Can you print every record below exactly as written?
===== Data supplied =====
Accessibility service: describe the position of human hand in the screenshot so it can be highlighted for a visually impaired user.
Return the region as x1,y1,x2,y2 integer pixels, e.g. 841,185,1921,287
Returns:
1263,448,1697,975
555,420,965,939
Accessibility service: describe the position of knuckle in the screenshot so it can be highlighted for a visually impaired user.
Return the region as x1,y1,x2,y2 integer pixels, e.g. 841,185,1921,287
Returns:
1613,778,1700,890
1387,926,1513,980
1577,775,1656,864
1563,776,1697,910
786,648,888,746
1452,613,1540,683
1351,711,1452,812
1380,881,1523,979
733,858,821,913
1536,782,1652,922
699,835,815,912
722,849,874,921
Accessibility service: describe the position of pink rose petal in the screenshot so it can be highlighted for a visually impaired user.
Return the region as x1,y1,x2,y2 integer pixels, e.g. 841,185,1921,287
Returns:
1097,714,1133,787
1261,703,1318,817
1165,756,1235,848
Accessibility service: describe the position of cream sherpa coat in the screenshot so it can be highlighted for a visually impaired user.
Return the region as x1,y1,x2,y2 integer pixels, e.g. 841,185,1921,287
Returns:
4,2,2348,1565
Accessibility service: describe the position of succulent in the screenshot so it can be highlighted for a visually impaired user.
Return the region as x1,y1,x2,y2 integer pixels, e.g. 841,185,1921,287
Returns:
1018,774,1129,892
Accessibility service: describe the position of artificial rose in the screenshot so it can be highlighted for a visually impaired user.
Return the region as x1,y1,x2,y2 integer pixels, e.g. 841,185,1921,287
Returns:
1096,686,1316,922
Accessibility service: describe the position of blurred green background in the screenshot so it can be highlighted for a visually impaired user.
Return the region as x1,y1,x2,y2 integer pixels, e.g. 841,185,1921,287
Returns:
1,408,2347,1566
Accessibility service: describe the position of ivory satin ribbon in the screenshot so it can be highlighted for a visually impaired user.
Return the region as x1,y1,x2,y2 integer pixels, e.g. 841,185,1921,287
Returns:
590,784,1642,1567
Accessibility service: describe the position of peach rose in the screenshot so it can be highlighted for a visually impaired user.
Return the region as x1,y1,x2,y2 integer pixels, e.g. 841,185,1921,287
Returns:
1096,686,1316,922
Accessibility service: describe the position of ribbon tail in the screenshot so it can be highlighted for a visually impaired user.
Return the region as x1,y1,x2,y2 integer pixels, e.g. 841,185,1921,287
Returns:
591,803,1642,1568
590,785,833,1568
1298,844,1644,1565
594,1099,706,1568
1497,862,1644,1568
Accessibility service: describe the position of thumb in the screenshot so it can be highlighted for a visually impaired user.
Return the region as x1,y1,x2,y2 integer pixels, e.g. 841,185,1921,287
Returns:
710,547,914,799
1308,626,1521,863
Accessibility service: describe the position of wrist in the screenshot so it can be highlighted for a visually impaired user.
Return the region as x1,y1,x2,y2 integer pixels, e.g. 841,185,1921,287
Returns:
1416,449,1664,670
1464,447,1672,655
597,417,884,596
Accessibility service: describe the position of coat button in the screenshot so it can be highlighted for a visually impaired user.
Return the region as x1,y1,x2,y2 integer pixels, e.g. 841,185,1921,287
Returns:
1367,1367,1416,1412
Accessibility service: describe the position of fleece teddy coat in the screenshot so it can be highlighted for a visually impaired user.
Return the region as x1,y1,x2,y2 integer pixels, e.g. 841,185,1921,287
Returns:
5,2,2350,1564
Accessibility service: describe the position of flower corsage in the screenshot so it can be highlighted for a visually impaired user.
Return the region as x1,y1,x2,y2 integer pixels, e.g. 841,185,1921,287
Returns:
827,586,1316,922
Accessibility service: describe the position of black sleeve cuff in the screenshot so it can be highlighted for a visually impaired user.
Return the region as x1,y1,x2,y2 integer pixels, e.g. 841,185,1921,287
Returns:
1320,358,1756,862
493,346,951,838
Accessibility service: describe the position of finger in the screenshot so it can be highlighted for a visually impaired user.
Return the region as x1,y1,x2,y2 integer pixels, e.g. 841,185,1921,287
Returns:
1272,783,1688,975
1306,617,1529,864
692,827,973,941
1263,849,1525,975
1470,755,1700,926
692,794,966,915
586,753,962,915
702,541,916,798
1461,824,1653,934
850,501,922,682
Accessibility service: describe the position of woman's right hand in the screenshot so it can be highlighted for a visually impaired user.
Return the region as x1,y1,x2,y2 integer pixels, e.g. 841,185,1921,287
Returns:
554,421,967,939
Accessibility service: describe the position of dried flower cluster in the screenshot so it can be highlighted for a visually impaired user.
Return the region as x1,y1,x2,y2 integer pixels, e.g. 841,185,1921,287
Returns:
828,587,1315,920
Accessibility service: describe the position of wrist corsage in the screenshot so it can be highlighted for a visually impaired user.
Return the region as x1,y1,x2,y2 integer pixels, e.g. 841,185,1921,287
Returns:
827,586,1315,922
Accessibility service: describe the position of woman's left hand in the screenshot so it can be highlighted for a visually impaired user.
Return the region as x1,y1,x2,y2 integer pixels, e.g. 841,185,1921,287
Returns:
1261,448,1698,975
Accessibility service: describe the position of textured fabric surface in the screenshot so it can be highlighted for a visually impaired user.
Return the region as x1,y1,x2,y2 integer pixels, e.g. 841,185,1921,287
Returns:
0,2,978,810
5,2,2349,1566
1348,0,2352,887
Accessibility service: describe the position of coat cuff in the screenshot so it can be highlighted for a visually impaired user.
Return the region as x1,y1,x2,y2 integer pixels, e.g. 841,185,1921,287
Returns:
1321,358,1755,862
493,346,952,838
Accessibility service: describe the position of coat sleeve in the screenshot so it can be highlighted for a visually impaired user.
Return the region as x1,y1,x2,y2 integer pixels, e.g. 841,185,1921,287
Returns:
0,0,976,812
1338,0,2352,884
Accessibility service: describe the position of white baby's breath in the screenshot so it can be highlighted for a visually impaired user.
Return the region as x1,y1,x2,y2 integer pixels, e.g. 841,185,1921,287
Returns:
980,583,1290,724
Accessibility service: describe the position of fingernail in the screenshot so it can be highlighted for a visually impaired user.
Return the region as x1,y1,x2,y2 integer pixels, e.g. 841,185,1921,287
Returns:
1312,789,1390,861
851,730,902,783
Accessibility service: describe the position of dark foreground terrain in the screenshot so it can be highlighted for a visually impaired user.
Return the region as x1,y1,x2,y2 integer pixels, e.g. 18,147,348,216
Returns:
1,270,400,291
=====
▶ [Answer to the problem]
Accessibility service: describe the position of human hand in the screenshot so it can be highlighted for a visually impaired user.
Return the region as x1,y1,x2,y2 integer pixels, e.g. 841,185,1921,287
Returns:
1263,448,1697,975
555,420,965,939
Accessibility service: describe the position of knuckle in the screenshot so it can be highlighted for a visually impaired user.
Return the region as x1,y1,x2,y2 integer pixels, e.g. 841,185,1921,287
Returns:
1613,778,1700,890
1387,926,1513,980
1577,775,1656,864
1563,776,1697,910
786,648,888,746
1452,613,1540,683
1351,711,1452,812
1380,881,1523,979
733,858,821,913
1536,782,1652,922
699,835,815,912
722,849,874,921
Accessibility service: describe the position of pink rose petal in the screenshot so it can be highlighted for a visually impaired user.
Return the region as x1,y1,x2,y2 integer pixels, e.g. 841,185,1921,287
Returns:
1097,714,1133,787
1261,703,1318,817
1165,756,1235,848
Accessibility service: describe the position of cream sherpa coat in the screenshot so it can be highlighted for a visually impaired user.
Return the region as x1,y1,x2,y2 integer pixels, e.g. 841,185,1921,287
Returns:
4,2,2348,1565
Accessibility service: describe the position of succulent in the screenshot so it can be highlighted for a visually impaired user.
Return the region as x1,y1,x2,y2 integer pixels, e.g. 841,185,1921,287
Returns:
1018,774,1129,892
Accessibility service: describe the position of artificial rose in the screenshot so it can be highlighted for a visually impaired user.
Return the region as x1,y1,x2,y2 integer pixels, e.g. 841,185,1921,287
Returns:
1096,686,1316,922
Accessibility service: describe the position of blurred green background in the screenshot so it can be highlighted for a visually impaired user.
Return the region as x1,y1,x2,y2 integer pixels, e.g. 841,185,1921,287
Returns:
1,408,2347,1566
Accessibility service: describe the position of ivory satin ribbon in the screenshot so it can be highlighted for a visually impaired user.
Return the region as x1,y1,x2,y2 integer pixels, e.g. 841,185,1921,287
Returns:
590,784,1642,1567
Accessibility service: describe the position of peach rose in the screenshot so it can be highlighted for a visually impaired user.
Return the region as x1,y1,x2,y2 integer pixels, e.g. 841,185,1921,287
Returns:
1096,686,1316,922
Accessibility service: describe the position of ribbon tail in the screenshot so it can be highlighted for a visually impaired user.
Return the region as x1,y1,x2,y2 integer pixels, e.g. 841,185,1921,287
Returns:
591,803,1642,1568
590,785,833,1568
1298,844,1644,1565
594,1099,706,1568
1497,862,1644,1568
Accessibility service: describe the position of thumb in the screenshot so it can be highlighted for a visually impaired user.
Return the region as x1,y1,x2,y2 integer pixels, e.g. 841,185,1921,287
Returns:
710,547,914,799
1308,626,1521,863
Accessibility service: describe the position of wrist in the screenshot so it can be highlighted for a visually impaired user.
Return the region as x1,y1,x2,y2 integer pixels, e.g. 841,185,1921,287
Returns:
1416,449,1664,670
1464,447,1672,655
597,417,884,596
Accessibility service: describe the position of coat button in the screenshot so it can be highlighted for a visually impaired user.
Return the region as x1,y1,x2,y2 integer pixels, e.g. 841,185,1921,287
Returns:
1367,1367,1416,1412
Accessibility service: describe the position of fleece teddy coat in the screenshot so it can be highlighted for a visually impaired user.
Return the region as x1,y1,x2,y2 integer pixels, e.g. 841,185,1921,287
Returns:
5,2,2350,1564
Accessibility service: describe the position of flower corsage in the screenshot so it can be highlighted for a visually impaired user.
Return the region as x1,y1,x2,y2 integer pixels, e.g. 841,185,1921,287
Returns:
827,586,1316,922
Accessibility service: describe the position of black sleeve cuff in the screenshot so it can be highlighted for a visually impaired user.
Return the region as x1,y1,x2,y2 integer pixels, e.g. 841,185,1921,287
Returns:
1320,358,1756,862
493,346,951,838
Accessibility service: describe the position of finger in the screenshot so it can be highlighted for a visually impaired user.
Return the region as x1,y1,x2,y2 integer pixels, e.g. 841,185,1921,287
Returns:
1272,783,1688,975
1306,617,1529,864
692,827,973,941
1263,849,1525,975
1470,755,1700,926
692,794,966,915
586,753,962,915
702,541,916,798
1461,824,1653,934
850,501,922,682
Accessibility service: describe the position of woman's right hand in the screenshot so it can be highlighted for a visually impaired user.
Return the region as x1,y1,x2,y2 integer pixels, e.g. 841,185,1921,287
Returns:
554,421,967,939
Accessibility service: describe the position of dried flower cluster in the screenshot so it can be highlighted for a visually impaired user.
Return the region as x1,y1,x2,y2 integer pixels, e.g. 841,185,1921,287
Returns:
828,587,1315,920
Accessibility service: describe the position of wrist corsage in the screenshot so it can be highlighted for a visually impaired user.
Return the region as x1,y1,x2,y2 integer pixels, e.g. 841,185,1921,287
Returns:
827,586,1315,922
Accessibility service: describe the position of woman's left hand in the screenshot so it can be highlighted for a visually impaired user.
Return the region as x1,y1,x2,y2 integer pixels, e.g. 841,185,1921,287
Returns:
1261,448,1698,975
Accessibility service: describe the position of textured fabric surface in the screenshot so it can be highlighted for a visually impaired user.
Return the region as x1,y1,x2,y2 integer pixels, e.g. 841,185,1921,287
Returns:
0,2,978,810
5,2,2349,1566
1348,0,2352,887
Accessibility service: describe the position of coat cuff in the screenshot so it can be highlighted for a visually impaired user.
Return the region as x1,y1,x2,y2 integer pixels, e.g. 841,185,1921,287
Returns:
1321,358,1755,862
493,346,952,838
Accessibility service: describe the position of coat sleeve in the screenshot so it can be highlighted for a visually impaired user.
Return the region as x1,y1,x2,y2 integer pixels, e.g. 841,185,1921,287
Returns:
0,0,976,812
1338,0,2352,884
Accessibility service: describe the position of white baby's breath in the screenshot so it can be highlighted for a visually impaired user.
Return the region as x1,y1,x2,y2 integer pixels, e.g. 841,185,1921,287
Returns:
980,583,1290,724
Accessibility service: describe the position of fingernail in the screenshot so it can be highlighted for a visually impaired user.
Return the region as x1,y1,x2,y2 integer pixels, e.g. 841,185,1921,287
Returns:
1312,789,1390,861
851,730,902,783
Accessibility service: describe the position of dark foreground terrain in the screenshot so it can be highlighted for a visually impaired user.
Return the region as x1,y1,x2,y2 integer pixels, e.g. 18,147,348,216
Returns:
1,270,400,291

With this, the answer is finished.